§ **Task material**
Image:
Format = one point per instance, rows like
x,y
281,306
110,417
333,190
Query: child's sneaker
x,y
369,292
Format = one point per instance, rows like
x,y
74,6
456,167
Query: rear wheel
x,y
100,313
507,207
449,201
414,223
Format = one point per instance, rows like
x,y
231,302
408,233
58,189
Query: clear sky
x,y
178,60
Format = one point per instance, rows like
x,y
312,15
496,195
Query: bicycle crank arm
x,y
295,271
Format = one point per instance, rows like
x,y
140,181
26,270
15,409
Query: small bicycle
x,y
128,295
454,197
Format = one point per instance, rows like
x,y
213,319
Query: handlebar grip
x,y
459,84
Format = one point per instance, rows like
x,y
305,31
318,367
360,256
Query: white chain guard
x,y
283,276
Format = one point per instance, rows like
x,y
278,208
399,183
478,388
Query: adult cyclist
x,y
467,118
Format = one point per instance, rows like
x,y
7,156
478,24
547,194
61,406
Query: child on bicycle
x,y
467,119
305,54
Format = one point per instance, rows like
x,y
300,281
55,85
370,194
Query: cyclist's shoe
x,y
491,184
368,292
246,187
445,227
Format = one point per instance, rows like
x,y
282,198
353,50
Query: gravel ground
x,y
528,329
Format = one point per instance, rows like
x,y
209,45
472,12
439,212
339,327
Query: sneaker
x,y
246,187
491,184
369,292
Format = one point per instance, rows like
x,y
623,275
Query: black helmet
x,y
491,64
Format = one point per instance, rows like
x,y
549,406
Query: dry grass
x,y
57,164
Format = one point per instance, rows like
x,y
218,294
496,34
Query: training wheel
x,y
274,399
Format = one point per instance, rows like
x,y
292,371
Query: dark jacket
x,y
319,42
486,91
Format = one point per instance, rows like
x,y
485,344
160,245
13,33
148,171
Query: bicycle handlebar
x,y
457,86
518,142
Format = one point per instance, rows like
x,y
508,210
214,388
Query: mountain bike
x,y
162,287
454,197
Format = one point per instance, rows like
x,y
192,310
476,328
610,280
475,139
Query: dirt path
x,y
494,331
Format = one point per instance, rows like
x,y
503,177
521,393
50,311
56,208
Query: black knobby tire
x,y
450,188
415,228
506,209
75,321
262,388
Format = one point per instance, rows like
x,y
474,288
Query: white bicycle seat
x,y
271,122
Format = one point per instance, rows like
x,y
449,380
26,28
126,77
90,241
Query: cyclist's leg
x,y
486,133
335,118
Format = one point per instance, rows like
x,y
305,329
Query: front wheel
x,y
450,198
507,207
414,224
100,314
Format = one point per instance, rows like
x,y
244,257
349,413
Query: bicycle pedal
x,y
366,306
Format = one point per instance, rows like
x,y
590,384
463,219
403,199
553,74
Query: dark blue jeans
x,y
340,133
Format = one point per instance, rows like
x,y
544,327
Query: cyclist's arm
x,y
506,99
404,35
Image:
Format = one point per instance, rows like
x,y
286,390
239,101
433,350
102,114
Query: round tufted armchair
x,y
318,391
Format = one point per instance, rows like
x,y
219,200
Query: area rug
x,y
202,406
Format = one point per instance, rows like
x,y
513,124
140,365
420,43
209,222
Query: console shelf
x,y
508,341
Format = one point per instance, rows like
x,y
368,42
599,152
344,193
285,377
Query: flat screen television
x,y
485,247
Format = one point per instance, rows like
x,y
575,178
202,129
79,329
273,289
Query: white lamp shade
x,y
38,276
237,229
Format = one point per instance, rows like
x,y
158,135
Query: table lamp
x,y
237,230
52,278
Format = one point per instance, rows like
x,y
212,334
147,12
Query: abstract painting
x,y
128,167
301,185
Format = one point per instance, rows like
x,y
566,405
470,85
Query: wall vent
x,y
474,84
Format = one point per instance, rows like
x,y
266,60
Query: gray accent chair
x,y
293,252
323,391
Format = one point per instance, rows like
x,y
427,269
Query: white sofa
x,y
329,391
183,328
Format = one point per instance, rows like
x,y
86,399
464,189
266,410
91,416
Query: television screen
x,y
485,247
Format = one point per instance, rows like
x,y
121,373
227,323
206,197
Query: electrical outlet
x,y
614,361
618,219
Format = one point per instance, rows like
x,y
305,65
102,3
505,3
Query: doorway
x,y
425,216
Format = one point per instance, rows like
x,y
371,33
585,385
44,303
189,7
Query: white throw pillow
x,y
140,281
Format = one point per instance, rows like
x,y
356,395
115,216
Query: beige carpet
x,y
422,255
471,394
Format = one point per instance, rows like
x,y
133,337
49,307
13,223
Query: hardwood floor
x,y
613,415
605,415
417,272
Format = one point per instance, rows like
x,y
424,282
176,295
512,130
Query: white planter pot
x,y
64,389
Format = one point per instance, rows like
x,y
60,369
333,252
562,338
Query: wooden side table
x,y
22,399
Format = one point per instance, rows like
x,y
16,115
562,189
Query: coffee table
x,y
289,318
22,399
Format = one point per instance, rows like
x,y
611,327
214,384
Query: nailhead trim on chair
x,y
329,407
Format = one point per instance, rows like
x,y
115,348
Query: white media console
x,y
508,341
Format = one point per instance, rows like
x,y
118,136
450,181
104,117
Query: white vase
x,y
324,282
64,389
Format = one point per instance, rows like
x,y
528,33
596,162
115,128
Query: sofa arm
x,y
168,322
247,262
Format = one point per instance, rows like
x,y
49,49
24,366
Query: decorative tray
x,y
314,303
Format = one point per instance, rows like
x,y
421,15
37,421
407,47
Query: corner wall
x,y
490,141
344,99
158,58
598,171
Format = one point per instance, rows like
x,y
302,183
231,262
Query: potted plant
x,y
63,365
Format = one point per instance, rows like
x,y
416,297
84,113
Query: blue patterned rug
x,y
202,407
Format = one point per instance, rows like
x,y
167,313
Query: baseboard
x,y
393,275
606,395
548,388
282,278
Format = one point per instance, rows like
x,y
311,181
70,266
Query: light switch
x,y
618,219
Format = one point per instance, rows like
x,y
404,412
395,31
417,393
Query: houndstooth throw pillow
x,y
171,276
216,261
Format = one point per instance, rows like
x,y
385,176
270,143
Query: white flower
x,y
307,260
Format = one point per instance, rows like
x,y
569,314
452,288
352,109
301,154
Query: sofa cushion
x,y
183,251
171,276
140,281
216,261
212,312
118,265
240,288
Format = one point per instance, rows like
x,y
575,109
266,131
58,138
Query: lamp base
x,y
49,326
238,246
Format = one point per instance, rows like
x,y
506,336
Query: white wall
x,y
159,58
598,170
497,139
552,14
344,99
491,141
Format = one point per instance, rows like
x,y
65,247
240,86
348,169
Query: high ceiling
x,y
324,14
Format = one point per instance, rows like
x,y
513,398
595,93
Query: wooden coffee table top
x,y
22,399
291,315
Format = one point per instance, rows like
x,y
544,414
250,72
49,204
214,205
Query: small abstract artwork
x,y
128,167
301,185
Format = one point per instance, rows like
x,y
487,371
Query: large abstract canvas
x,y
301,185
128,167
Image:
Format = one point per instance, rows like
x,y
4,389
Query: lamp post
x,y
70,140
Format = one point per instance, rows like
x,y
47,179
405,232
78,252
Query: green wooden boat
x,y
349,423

§ **Task requirements**
Nothing in the listing may be changed; retype it all exactly.

§ **Reply to the task**
Image:
Format = one point per instance, rows like
x,y
281,306
110,417
333,190
Query: child's sneaker
x,y
369,292
Format = one point per instance, rows like
x,y
74,6
456,167
Query: rear wheel
x,y
100,313
507,207
449,201
414,223
Format = one point per instance, rows like
x,y
231,302
408,233
58,189
Query: clear sky
x,y
178,60
Format = one point per instance, rows like
x,y
312,15
496,195
Query: bicycle crank arm
x,y
295,271
Format = one point per instance, rows like
x,y
140,181
26,270
15,409
Query: small bicycle
x,y
128,295
454,197
Format = one point per instance, rows like
x,y
213,319
Query: handlebar grip
x,y
459,84
Format = one point per instance, rows like
x,y
305,31
318,367
360,256
Query: white chain guard
x,y
283,276
Format = one point per instance, rows like
x,y
278,208
399,183
478,388
Query: adult cyclist
x,y
467,118
Format = one point per instance, rows like
x,y
7,156
478,24
547,194
61,406
Query: child on bicycle
x,y
467,119
305,54
Format = one point per instance, rows like
x,y
300,281
55,85
370,194
Query: cyclist's shoe
x,y
491,184
368,292
246,187
445,227
Format = one point per instance, rows like
x,y
282,198
353,50
Query: gravel ground
x,y
528,329
Format = one point per instance, rows like
x,y
209,45
472,12
439,212
339,327
Query: sneaker
x,y
246,187
491,184
369,292
Format = one point per instance, rows like
x,y
623,275
Query: black helmet
x,y
491,64
Format = one point per instance, rows like
x,y
549,406
Query: dry grass
x,y
57,164
Format = one point per instance, rows like
x,y
218,294
496,34
Query: training wheel
x,y
274,399
Format = one point per instance, rows like
x,y
292,371
Query: dark jacket
x,y
319,42
486,91
Format = one point per instance, rows like
x,y
485,344
160,245
13,33
148,171
Query: bicycle handlebar
x,y
457,86
518,142
Format = one point per instance, rows like
x,y
508,210
214,388
Query: mountain bike
x,y
162,287
454,197
Format = one point per instance, rows like
x,y
192,310
476,328
610,280
475,139
Query: dirt path
x,y
494,331
Format = one point per instance, rows like
x,y
503,177
521,393
50,311
56,208
Query: black knobby tire
x,y
450,188
415,228
506,209
75,321
262,388
Format = one point per instance, rows like
x,y
474,288
Query: white bicycle seat
x,y
271,122
Format = one point per instance, rows like
x,y
449,380
26,28
126,77
90,241
Query: cyclist's leg
x,y
486,133
335,118
Format = one point per instance, rows like
x,y
305,329
Query: front wheel
x,y
450,198
507,207
414,224
100,314
Format = one point per instance, rows like
x,y
244,257
349,413
Query: bicycle pedal
x,y
366,306
Format = one point per instance, rows like
x,y
590,384
463,219
403,199
553,74
Query: dark blue jeans
x,y
340,133
Format = one point per instance, rows like
x,y
544,327
Query: cyclist's arm
x,y
506,99
404,35
Image:
Format = one point per instance, rows like
x,y
286,390
239,101
433,350
102,114
Query: round tufted armchair
x,y
318,391
Format = one point per instance, rows like
x,y
219,200
Query: area rug
x,y
202,406
Format = one point per instance, rows like
x,y
513,124
140,365
420,43
209,222
Query: console shelf
x,y
508,341
Format = one point per instance, rows like
x,y
368,42
599,152
344,193
285,377
Query: flat screen television
x,y
485,247
Format = one point per instance, rows like
x,y
575,178
202,129
79,329
273,289
Query: white lamp shade
x,y
38,276
237,229
Format = one point per instance, rows like
x,y
158,135
Query: table lamp
x,y
237,230
52,278
Format = one point per instance, rows like
x,y
212,334
147,12
Query: abstract painting
x,y
128,167
301,185
Format = one point per instance, rows like
x,y
566,405
470,85
Query: wall vent
x,y
474,84
Format = one point per instance, rows like
x,y
266,60
Query: gray accent chair
x,y
293,252
323,391
Format = one point per instance, rows like
x,y
427,269
Query: white sofa
x,y
329,391
183,328
Format = one point per instance, rows like
x,y
86,399
464,189
266,410
91,416
Query: television screen
x,y
485,247
Format = one point per instance, rows like
x,y
121,373
227,323
206,197
Query: electrical outlet
x,y
614,361
618,219
Format = one point per instance, rows like
x,y
305,65
102,3
505,3
Query: doorway
x,y
425,216
Format = one point per instance, rows like
x,y
371,33
585,385
44,303
189,7
Query: white throw pillow
x,y
140,281
Format = one point per instance, rows like
x,y
356,395
115,216
Query: beige carpet
x,y
422,255
471,394
Format = one point per instance, rows like
x,y
133,337
49,307
13,223
Query: hardwood floor
x,y
613,415
605,415
417,272
Format = one point per instance, rows like
x,y
424,282
176,295
512,130
Query: white planter pot
x,y
64,389
Format = one point per instance, rows like
x,y
60,369
333,252
562,338
Query: wooden side table
x,y
22,399
Format = one point per instance, rows like
x,y
16,115
562,189
Query: coffee table
x,y
289,318
22,399
Format = one point per instance, rows like
x,y
611,327
214,384
Query: nailhead trim on chair
x,y
329,407
Format = one point per instance, rows like
x,y
115,348
Query: white media console
x,y
508,341
Format = one point per instance, rows like
x,y
118,136
450,181
104,117
Query: white vase
x,y
324,282
64,389
Format = one point per instance, rows like
x,y
528,33
596,162
115,128
Query: sofa arm
x,y
168,322
247,262
Format = one point per instance, rows like
x,y
49,49
24,366
Query: decorative tray
x,y
314,303
Format = one point per instance, rows like
x,y
421,15
37,421
407,47
Query: corner wall
x,y
490,141
344,99
158,58
598,171
Format = one point per instance, rows like
x,y
302,183
231,262
Query: potted plant
x,y
63,365
Format = one point per instance, rows like
x,y
416,297
84,113
Query: blue patterned rug
x,y
202,407
Format = one point per instance, rows like
x,y
167,313
Query: baseboard
x,y
393,275
606,395
548,388
282,278
Format = one point per instance, rows like
x,y
311,181
70,266
Query: light switch
x,y
618,219
Format = one point per instance, rows like
x,y
404,412
395,31
417,393
Query: houndstooth throw pillow
x,y
171,276
216,261
Format = one point per instance, rows like
x,y
385,176
270,143
Query: white flower
x,y
307,260
Format = one point per instance, rows like
x,y
569,314
452,288
352,109
301,154
Query: sofa cushion
x,y
183,251
171,276
140,281
216,261
212,312
118,265
240,288
Format = one point per instance, rows like
x,y
575,109
266,131
58,138
Query: lamp base
x,y
49,326
238,246
Format = one point per instance, rows like
x,y
506,336
Query: white wall
x,y
159,58
598,170
497,139
552,14
344,99
491,141
Format = one point per instance, rows like
x,y
65,247
240,86
348,169
Query: high ceiling
x,y
324,14
Format = one point per instance, rows like
x,y
513,398
595,93
Query: wooden coffee table top
x,y
22,399
291,315
Format = one point per instance, rows like
x,y
544,414
250,72
49,204
214,205
Query: small abstract artwork
x,y
128,167
301,185
Format = one point per instance, rows like
x,y
487,371
Query: large abstract canvas
x,y
301,185
128,167
Image:
Format = one point per instance, rows like
x,y
4,389
Query: lamp post
x,y
70,140
Format = one point per instance, rows like
x,y
47,179
405,232
78,252
Query: green wooden boat
x,y
349,423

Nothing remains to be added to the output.